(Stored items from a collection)
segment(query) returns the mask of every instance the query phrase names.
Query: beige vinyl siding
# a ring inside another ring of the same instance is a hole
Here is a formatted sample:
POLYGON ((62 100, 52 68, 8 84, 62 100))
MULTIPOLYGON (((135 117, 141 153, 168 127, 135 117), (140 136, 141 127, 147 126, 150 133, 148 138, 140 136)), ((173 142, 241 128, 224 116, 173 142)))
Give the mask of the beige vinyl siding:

WHAT YOU WILL DO ▸ Recast these lines as a Markdown table with the columns Row and Line, numbering each row and omitting any blank lines.

SOLUTION TO THE EXERCISE ▸
| Row | Line |
|---|---|
| 1 | segment(query) returns the mask of every instance the query phrase names. |
| 2 | Query: beige vinyl siding |
| 3 | # a ring inside another ring of the same instance is a hole |
| 4 | Here is a formatted sample: |
| 5 | POLYGON ((62 100, 52 68, 8 84, 62 100)) |
| 6 | MULTIPOLYGON (((135 117, 141 153, 168 127, 135 117), (140 136, 141 127, 147 126, 150 133, 148 138, 140 136)), ((173 142, 241 128, 224 116, 173 142))) |
| 7 | Give the mask of the beige vinyl siding: |